Excerpts from a detection dataset:
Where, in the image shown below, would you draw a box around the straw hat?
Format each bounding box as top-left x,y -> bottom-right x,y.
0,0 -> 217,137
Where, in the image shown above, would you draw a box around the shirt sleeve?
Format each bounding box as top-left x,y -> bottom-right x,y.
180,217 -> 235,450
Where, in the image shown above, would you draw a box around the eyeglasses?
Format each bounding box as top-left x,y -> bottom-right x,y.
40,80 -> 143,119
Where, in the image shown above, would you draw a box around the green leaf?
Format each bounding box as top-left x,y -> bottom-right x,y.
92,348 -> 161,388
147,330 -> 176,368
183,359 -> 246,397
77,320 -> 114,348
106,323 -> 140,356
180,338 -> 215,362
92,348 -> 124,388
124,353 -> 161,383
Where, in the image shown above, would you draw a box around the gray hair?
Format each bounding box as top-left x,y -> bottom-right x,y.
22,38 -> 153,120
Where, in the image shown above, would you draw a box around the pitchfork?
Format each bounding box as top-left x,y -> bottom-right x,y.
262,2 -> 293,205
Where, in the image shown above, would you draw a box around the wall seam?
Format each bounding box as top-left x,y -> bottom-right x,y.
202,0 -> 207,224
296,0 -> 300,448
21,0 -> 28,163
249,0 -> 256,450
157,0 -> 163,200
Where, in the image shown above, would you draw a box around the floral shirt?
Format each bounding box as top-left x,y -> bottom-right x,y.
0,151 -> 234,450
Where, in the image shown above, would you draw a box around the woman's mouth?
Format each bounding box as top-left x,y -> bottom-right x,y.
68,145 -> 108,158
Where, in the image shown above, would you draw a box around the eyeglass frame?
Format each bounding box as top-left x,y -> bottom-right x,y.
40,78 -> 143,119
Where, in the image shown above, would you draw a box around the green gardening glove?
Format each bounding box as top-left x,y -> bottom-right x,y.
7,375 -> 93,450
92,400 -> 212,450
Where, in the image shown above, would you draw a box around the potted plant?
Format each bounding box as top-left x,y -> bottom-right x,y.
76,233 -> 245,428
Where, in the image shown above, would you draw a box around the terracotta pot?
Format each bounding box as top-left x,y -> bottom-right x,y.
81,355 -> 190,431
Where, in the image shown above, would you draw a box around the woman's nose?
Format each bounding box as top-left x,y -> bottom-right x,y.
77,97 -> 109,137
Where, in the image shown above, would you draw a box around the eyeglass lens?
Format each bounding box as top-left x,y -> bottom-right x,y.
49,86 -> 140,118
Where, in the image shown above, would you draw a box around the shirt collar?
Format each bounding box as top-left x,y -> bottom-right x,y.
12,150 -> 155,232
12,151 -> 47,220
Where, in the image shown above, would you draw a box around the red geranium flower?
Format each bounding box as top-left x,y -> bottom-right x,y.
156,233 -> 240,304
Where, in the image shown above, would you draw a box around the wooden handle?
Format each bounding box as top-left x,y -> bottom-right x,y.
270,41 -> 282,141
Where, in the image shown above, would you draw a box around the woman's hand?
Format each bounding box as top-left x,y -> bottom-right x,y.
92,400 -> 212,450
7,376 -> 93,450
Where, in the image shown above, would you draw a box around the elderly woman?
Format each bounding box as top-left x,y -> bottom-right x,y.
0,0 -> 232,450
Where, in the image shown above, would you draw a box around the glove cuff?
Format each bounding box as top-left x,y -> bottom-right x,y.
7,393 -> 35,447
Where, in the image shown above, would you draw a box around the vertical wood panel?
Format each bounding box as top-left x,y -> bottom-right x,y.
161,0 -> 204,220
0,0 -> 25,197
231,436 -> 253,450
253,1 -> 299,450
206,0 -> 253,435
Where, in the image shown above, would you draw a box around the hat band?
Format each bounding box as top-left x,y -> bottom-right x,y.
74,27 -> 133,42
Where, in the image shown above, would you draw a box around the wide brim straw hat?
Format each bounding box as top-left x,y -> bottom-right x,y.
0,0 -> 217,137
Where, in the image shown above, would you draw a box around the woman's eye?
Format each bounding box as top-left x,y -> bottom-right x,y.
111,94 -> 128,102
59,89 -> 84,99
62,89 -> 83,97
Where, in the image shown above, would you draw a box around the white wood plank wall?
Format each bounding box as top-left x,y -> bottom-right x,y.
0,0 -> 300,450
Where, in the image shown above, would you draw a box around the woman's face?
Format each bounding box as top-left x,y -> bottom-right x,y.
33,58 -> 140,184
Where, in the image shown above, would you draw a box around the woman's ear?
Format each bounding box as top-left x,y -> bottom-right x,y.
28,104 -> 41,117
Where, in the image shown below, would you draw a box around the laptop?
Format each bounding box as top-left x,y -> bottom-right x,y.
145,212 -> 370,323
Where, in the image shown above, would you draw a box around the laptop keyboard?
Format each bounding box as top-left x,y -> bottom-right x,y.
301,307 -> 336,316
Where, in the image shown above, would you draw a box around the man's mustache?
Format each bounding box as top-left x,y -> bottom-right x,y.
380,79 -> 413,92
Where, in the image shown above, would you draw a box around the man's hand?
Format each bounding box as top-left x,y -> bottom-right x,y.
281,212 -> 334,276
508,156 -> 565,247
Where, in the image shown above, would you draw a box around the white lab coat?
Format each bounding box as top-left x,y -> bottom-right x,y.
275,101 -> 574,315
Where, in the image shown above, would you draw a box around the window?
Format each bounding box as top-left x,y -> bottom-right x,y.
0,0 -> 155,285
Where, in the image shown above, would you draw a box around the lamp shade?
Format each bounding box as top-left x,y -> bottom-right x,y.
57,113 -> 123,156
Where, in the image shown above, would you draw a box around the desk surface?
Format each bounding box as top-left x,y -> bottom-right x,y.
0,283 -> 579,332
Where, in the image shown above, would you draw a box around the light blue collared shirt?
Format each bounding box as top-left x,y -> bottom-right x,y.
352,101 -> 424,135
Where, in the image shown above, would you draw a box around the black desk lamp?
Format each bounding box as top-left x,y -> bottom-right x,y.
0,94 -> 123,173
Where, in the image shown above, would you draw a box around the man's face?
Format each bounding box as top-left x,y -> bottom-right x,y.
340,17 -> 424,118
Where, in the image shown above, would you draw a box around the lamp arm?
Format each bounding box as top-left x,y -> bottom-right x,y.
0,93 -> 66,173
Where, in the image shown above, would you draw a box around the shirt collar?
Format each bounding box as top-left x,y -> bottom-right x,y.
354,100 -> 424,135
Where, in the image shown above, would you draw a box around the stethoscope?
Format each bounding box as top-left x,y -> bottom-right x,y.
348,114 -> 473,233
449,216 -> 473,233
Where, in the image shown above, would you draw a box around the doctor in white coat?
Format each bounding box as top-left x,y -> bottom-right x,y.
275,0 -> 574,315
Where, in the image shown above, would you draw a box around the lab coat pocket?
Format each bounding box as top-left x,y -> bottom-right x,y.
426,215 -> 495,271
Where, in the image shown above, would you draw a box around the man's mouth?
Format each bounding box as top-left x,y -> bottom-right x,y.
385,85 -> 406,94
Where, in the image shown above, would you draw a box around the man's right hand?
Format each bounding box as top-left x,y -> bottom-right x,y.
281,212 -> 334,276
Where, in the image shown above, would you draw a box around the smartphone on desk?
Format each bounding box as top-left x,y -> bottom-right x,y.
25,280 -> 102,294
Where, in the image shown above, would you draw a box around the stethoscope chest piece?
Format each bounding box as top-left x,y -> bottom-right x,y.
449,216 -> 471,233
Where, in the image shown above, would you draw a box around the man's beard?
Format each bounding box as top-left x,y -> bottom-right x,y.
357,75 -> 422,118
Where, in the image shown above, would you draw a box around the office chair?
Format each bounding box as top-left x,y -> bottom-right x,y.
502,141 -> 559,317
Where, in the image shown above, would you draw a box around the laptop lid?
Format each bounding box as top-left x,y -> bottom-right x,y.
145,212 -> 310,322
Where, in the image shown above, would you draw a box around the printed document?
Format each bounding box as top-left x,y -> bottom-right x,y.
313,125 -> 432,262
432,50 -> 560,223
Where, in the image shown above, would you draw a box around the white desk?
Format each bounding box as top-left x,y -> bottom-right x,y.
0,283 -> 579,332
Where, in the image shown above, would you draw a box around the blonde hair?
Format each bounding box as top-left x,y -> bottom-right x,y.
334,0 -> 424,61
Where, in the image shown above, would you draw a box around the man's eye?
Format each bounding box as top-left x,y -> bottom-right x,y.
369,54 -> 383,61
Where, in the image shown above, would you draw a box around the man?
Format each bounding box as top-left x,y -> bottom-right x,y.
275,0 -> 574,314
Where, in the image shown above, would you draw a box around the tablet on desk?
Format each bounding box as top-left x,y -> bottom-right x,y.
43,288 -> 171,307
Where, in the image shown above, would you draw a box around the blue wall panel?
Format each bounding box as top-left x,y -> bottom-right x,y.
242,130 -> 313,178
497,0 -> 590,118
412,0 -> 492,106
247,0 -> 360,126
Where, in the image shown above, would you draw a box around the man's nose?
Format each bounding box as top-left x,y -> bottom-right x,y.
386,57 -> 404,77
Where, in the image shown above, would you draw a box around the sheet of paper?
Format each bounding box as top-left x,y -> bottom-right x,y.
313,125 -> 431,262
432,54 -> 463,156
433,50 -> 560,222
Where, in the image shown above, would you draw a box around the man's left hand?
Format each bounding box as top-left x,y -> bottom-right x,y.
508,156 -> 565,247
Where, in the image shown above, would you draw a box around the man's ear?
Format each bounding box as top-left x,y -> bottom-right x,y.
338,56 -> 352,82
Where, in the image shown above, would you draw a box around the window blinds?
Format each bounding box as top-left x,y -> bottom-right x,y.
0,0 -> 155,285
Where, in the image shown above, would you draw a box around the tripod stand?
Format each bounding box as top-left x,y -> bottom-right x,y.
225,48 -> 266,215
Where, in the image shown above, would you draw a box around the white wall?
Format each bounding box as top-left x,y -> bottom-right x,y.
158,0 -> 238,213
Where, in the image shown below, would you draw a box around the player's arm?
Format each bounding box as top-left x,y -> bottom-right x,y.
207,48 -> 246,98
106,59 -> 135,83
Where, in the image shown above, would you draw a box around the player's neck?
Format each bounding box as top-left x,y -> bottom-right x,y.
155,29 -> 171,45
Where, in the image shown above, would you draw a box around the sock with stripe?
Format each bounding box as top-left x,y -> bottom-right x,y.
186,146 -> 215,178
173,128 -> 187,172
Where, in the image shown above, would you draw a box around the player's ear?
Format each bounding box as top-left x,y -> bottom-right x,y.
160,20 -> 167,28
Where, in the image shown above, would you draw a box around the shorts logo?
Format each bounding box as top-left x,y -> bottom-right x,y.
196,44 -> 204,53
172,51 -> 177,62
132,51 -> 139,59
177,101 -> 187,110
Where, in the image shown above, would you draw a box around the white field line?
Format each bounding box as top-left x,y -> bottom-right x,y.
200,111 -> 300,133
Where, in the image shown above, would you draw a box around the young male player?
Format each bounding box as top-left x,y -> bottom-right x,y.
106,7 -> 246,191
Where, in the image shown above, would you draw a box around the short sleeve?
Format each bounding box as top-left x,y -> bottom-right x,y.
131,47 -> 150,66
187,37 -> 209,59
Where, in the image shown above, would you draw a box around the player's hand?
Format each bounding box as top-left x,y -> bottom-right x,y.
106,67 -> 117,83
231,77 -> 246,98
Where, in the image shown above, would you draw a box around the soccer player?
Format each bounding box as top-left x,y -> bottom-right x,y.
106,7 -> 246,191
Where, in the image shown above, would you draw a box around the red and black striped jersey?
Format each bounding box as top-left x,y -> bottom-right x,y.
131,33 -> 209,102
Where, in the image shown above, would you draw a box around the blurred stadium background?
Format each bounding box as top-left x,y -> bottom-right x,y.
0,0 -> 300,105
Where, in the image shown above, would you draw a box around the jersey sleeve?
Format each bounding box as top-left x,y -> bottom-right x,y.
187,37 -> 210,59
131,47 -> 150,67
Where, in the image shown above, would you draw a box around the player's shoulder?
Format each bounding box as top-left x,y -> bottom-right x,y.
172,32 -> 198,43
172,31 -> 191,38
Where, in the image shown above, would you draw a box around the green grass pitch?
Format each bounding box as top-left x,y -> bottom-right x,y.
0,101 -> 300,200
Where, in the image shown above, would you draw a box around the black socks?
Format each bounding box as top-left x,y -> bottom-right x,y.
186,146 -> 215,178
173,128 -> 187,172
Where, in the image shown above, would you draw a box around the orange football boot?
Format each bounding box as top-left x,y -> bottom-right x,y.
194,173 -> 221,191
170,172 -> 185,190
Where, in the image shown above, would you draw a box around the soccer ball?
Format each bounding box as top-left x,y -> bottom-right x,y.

What you need to do: Between the line containing "blue collared shirt?" and the line containing "0,94 -> 123,173", inclusive, switch "black desk lamp" to "white desk lamp" and write out those lines of the data with nothing else changed.

Correct result:
Where, in the image shown above, would you draw a box around the light blue collared shirt?
Format each bounding box as top-left x,y -> bottom-right x,y.
352,101 -> 424,135
Where, in the image shown above, would you draw a box around the white desk lamp?
Format each bounding box as top-left x,y -> bottom-right x,y.
0,94 -> 123,173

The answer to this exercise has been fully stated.